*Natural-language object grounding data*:
■ ■ ■ ■ ■
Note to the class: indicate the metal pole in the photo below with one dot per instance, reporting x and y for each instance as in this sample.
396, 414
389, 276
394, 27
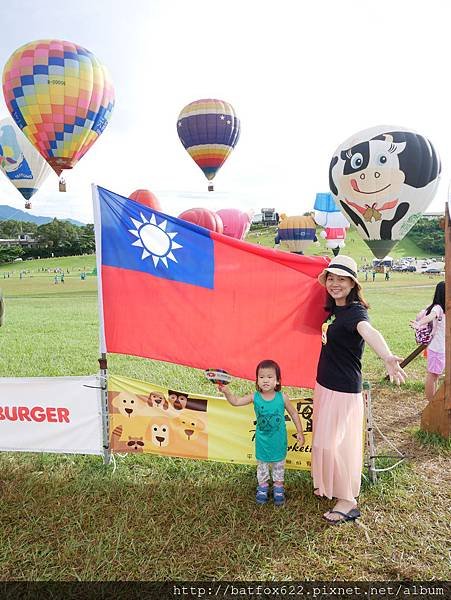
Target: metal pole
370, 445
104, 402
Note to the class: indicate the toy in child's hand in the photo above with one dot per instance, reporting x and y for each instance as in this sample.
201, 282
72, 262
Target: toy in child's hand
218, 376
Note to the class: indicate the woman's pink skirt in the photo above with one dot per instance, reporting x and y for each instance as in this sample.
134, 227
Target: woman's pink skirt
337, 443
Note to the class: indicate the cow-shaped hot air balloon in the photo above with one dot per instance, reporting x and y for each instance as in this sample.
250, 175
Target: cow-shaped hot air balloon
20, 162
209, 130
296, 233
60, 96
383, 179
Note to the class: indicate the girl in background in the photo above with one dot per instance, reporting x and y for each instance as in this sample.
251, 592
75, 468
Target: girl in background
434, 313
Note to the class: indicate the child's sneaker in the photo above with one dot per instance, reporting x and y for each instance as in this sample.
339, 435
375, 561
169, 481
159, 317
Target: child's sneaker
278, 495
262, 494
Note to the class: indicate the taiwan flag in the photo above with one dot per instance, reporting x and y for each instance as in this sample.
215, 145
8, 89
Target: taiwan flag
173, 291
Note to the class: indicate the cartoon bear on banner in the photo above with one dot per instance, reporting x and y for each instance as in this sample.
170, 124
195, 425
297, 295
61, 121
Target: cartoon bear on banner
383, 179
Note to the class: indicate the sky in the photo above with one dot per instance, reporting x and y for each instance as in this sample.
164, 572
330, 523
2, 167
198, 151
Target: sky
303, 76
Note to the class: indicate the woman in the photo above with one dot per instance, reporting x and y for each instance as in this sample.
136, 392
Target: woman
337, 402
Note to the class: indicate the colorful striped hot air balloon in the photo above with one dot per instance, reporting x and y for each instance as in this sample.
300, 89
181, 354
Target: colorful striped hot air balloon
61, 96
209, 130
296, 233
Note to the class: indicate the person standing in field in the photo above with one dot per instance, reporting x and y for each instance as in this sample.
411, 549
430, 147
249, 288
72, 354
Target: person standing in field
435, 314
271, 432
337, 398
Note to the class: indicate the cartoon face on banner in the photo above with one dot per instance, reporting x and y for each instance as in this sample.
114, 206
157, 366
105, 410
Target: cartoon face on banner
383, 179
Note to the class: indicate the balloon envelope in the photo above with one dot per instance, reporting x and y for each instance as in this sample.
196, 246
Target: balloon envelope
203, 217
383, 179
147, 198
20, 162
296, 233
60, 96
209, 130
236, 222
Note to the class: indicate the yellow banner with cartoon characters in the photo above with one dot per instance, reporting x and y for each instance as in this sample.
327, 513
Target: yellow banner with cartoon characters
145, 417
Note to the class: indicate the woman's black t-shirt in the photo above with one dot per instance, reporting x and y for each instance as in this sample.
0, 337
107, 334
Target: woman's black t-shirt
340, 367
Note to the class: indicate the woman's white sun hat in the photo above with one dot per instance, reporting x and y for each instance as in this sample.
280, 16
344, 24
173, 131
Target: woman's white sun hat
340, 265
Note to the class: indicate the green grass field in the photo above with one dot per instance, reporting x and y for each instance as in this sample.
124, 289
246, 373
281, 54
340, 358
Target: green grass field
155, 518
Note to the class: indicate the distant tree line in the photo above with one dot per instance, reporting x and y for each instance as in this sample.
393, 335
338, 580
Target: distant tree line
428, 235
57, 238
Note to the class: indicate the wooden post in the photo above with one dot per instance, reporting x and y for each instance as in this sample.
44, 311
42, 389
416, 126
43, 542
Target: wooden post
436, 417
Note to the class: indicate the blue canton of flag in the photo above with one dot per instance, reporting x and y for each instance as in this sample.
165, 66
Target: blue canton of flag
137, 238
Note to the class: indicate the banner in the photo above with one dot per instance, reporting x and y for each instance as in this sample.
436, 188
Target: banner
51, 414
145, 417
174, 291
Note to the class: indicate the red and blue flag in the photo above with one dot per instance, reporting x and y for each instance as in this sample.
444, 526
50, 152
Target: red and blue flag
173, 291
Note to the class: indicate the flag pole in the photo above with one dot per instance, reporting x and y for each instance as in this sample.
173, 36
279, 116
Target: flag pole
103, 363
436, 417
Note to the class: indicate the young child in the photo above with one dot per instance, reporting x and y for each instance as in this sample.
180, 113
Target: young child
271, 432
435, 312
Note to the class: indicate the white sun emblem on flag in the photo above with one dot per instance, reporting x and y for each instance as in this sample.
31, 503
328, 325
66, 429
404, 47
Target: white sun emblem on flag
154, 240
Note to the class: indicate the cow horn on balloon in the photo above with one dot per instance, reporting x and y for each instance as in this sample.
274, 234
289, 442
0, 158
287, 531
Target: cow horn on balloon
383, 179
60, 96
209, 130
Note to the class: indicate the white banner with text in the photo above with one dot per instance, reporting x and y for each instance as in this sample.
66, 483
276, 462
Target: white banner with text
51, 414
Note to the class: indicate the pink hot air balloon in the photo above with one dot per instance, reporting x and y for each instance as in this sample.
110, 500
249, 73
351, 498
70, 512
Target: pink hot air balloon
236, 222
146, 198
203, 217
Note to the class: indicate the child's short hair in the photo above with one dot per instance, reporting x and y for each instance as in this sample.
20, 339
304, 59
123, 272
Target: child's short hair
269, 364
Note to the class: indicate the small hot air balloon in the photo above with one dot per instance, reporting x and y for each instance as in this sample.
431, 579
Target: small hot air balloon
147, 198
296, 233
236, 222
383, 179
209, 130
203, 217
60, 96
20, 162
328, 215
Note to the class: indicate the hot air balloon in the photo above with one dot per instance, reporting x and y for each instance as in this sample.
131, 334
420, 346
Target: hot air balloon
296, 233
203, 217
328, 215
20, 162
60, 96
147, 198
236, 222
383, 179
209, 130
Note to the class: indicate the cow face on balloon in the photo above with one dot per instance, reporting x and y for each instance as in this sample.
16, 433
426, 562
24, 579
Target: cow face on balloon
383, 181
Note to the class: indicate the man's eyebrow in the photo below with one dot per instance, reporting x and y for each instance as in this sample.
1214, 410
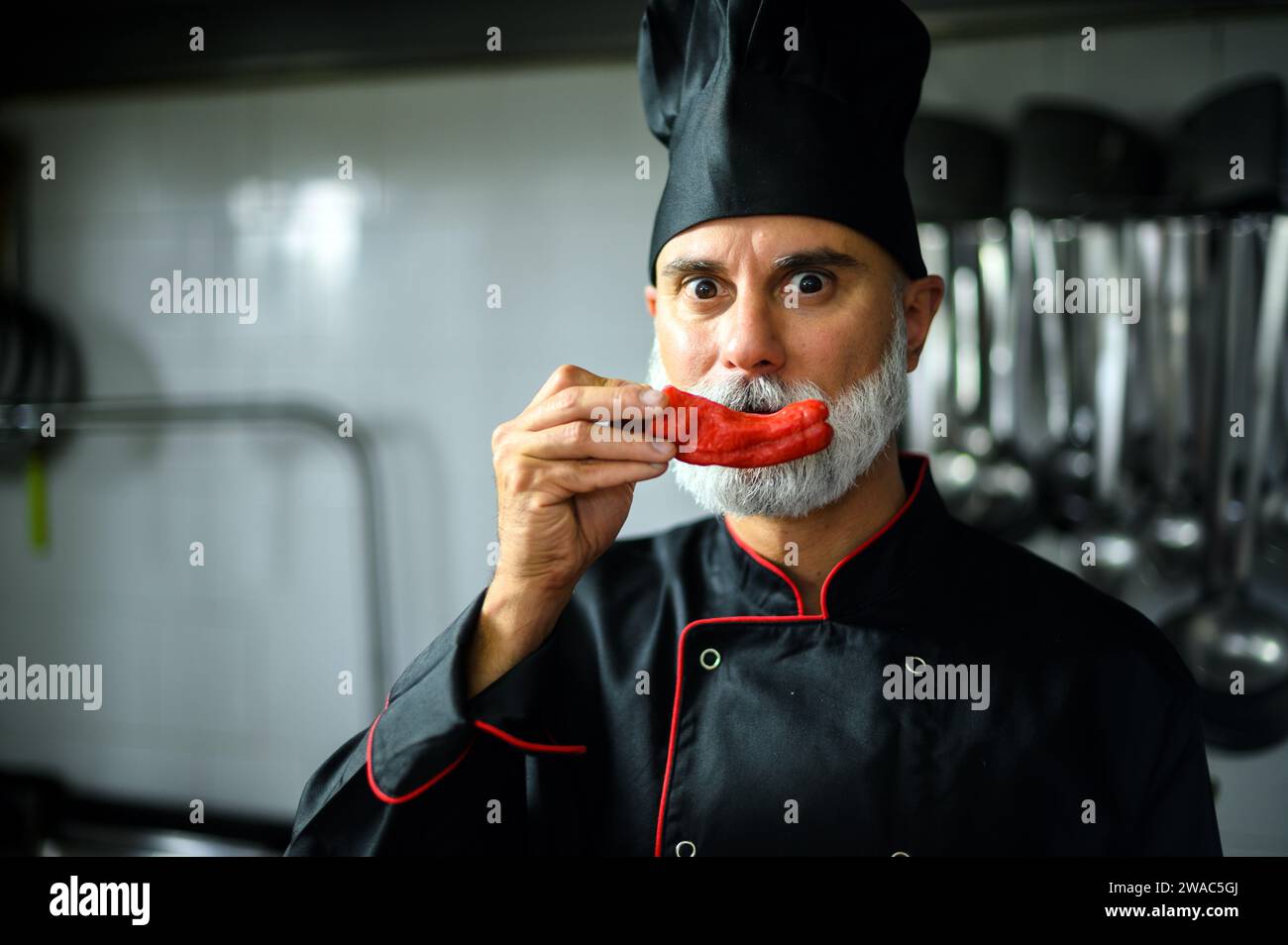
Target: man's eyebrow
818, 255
■ ■ ■ ■ ■
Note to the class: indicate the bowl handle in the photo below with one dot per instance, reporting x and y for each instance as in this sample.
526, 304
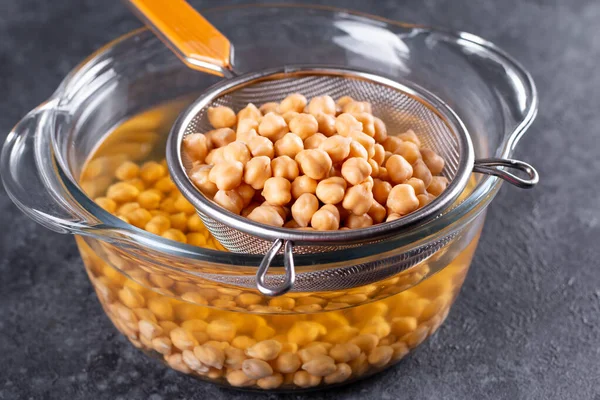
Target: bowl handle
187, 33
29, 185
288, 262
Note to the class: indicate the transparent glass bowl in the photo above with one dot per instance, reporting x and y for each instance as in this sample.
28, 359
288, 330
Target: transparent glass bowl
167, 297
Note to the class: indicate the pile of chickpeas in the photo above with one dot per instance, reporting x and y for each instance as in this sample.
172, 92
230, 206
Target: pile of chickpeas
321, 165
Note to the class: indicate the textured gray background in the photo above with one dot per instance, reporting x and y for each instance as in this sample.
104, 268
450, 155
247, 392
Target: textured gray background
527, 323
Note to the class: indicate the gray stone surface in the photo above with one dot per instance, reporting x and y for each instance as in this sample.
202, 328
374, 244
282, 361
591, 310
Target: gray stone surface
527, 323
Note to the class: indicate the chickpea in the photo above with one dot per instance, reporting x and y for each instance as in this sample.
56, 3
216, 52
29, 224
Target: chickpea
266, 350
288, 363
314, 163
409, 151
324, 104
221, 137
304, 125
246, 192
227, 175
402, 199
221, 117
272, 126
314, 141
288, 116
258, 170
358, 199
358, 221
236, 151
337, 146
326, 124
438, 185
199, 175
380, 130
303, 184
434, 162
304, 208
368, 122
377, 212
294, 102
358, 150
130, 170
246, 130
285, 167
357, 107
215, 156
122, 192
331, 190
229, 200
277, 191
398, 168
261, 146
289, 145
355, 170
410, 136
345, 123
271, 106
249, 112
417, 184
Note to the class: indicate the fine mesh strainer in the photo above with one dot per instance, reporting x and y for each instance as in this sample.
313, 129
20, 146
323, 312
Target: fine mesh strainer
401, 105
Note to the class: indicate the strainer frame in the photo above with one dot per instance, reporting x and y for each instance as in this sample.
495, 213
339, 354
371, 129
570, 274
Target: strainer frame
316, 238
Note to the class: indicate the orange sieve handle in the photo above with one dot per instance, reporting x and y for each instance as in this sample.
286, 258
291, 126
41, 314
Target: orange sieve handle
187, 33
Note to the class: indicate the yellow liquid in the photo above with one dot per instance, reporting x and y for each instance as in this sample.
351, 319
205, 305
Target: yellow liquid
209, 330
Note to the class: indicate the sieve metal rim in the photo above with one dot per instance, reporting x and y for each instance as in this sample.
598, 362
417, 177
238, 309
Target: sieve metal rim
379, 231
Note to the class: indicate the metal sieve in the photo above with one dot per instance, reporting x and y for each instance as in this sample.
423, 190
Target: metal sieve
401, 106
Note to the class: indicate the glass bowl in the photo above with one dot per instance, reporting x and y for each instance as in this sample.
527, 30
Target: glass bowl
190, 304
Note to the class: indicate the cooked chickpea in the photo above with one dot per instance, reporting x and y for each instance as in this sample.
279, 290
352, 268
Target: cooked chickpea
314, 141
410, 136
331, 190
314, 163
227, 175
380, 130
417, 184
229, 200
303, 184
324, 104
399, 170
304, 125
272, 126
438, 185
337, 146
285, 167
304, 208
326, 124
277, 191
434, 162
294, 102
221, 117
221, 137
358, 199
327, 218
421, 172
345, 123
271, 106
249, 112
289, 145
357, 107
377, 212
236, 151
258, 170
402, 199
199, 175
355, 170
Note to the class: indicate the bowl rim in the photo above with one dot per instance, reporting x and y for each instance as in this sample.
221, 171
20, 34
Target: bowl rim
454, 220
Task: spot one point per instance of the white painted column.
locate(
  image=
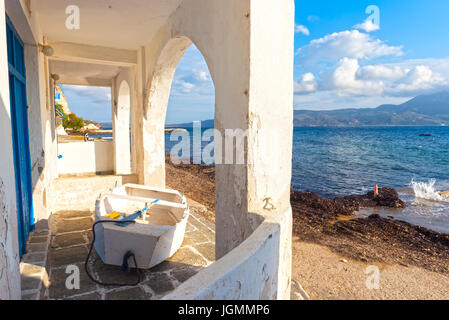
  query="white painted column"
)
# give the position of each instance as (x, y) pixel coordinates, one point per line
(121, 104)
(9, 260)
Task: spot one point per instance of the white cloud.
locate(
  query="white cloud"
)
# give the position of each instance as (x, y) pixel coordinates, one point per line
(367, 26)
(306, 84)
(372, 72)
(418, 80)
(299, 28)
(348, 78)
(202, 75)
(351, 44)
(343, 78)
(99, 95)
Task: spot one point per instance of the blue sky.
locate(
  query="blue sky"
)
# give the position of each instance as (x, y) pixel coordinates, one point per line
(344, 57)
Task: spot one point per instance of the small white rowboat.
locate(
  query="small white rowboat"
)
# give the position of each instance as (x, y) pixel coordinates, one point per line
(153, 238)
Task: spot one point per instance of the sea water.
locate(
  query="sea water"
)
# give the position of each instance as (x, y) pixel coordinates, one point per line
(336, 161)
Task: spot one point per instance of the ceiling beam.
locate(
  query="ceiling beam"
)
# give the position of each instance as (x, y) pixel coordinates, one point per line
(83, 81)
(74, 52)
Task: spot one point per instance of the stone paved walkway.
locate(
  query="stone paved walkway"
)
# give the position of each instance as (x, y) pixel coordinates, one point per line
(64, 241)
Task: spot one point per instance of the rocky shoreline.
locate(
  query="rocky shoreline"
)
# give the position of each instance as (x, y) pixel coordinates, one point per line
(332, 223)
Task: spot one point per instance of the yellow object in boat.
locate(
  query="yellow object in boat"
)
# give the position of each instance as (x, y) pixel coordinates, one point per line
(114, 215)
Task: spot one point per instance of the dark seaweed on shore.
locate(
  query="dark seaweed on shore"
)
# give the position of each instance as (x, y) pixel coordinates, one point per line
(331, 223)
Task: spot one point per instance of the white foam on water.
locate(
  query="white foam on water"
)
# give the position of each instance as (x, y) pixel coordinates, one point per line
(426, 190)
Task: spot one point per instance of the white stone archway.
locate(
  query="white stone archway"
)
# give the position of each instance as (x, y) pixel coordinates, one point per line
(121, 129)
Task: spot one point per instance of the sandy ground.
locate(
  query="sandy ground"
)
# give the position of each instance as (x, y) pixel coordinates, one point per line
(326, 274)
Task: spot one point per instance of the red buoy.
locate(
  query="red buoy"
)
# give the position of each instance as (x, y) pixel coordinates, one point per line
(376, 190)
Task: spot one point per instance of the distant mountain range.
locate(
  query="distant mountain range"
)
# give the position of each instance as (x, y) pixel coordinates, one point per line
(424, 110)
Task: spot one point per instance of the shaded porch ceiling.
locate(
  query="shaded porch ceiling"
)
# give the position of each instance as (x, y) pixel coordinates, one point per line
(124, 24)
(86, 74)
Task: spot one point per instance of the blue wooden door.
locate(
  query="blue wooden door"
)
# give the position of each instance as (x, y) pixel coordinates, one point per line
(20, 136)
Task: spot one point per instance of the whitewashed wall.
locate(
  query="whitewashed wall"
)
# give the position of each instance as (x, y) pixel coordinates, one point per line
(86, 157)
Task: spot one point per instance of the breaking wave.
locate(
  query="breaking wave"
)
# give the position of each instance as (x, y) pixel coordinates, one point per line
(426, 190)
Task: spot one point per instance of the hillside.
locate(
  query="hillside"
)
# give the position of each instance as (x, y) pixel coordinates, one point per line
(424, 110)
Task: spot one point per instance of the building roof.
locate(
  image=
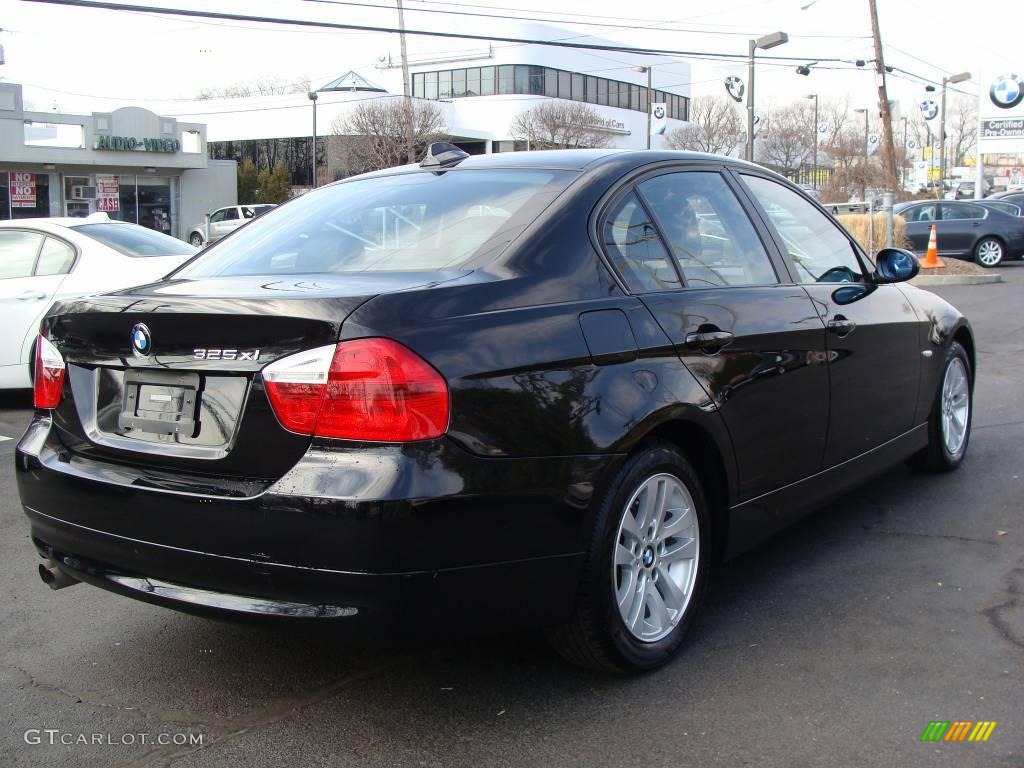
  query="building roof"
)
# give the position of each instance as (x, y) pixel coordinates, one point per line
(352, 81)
■ ■ ■ ■ ■
The answer must be every line of the entries that includes the word "mountain".

*Result*:
Task: spot one point per instance of the distant mountain range.
  query="distant mountain range"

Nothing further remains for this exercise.